• _Compiti da svolgere_:
A. Nell'articolo sulla condanna per il delitto di Calcutta, come si chiama l'avvocata di Sanjoy Roy?
B. Estrai dall'articolo sulla condanna per il delitto di Calcutta il passo che comincia con le parole "Il giudice Anirban" e termina dopo "turno di 36 ore.", copiandolo senza alcuna modifica.

• _Estratto della fonte_:
═══
Il 20 gennaio un tribunale indiano ha condannato all’ergastolo l’autore dello stupro e dell’omicidio di una dottoressa tirocinante a Calcutta nell’agosto scorso, un crimine che aveva suscitato un’ondata d’indignazione nel paese contro la piaga delle violenze sulle donne.

I genitori della vittima, che avevano chiesto una condanna a morte tramite impiccagione, si sono detti “scioccati” dalla sentenza.

Il giudice Anirban Das ha decretato l’ergastolo per Sanjoy Roy, 33 anni, un volontario dell’ospedale di Calcutta dove il 9 agosto era stato scoperto il corpo della dottoressa, che aveva 31 anni.

Arrestato il giorno dopo l’omicidio, Roy si è sempre proclamato innocente, sostenendo di essere stato “incastrato”.

La sua avvocata, Kabita Sarkar, ha annunciato ricorso in appello, affermando che il suo cliente ha “problemi mentali”.

La dottoressa era stata trovata nella sala conferenze dell’ospedale, dove probabilmente era andata per riposare durante un turno di 36 ore.

Dopo lo stupro e l’omicidio della dottoressa le associazioni dei medici degli ospedali pubblici indiani avevano indetto manifestazioni e scioperi che avevano portato alla sospensione delle cure non essenziali in molte città.

La corte suprema aveva ordinato la creazione di un gruppo di lavoro per rafforzare la sicurezza del personale medico negli ospedali e nelle strutture sanitarie.

L’episodio aveva riportato alla memoria lo stupro di gruppo e l’omicidio di una giovane donna su un autobus a New Delhi nel 2012, che aveva causato un’ondata di proteste nel paese.

I quattro uomini riconosciuti colpevoli del crimine erano stati messi a morte tramite impiccagione nel marzo 2020.

Le violenze contro le donne sono molto diffuse in India, con una media di quasi novanta stupri al giorno denunciati nel 2022.
═══
• _Record del dataset_:
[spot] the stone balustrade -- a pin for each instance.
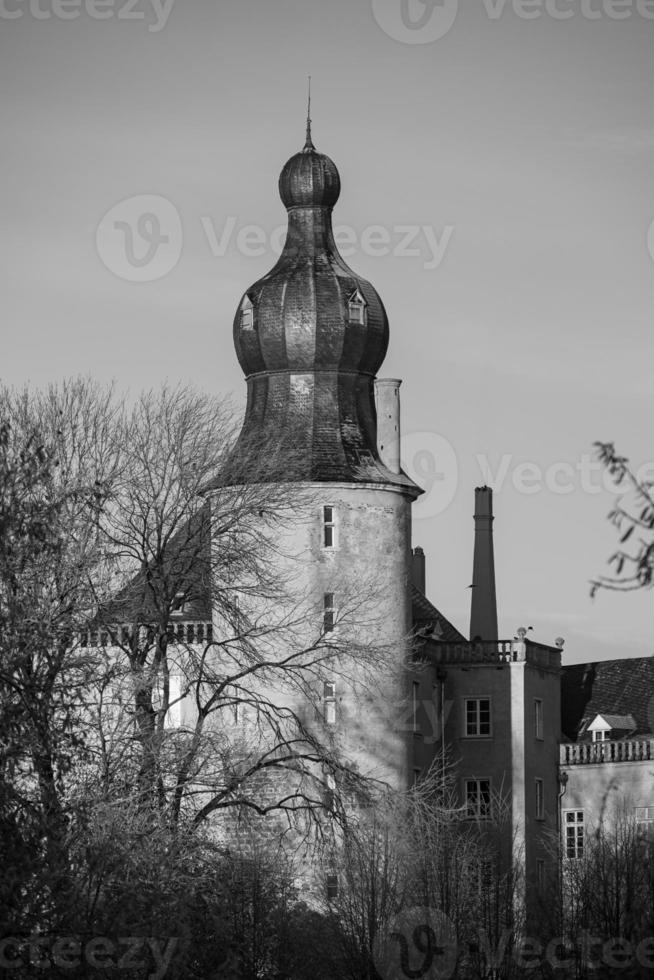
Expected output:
(624, 750)
(495, 652)
(184, 631)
═══
• _Soluzioni agli esercizi_:
A. Kabita Sarkar.

B.
Il giudice Anirban Das ha decretato l’ergastolo per Sanjoy Roy, 33 anni, un volontario dell’ospedale di Calcutta dove il 9 agosto era stato scoperto il corpo della dottoressa, che aveva 31 anni.

Arrestato il giorno dopo l’omicidio, Roy si è sempre proclamato innocente, sostenendo di essere stato “incastrato”.

La sua avvocata, Kabita Sarkar, ha annunciato ricorso in appello, affermando che il suo cliente ha “problemi mentali”.

La dottoressa era stata trovata nella sala conferenze dell’ospedale, dove probabilmente era andata per riposare durante un turno di 36 ore.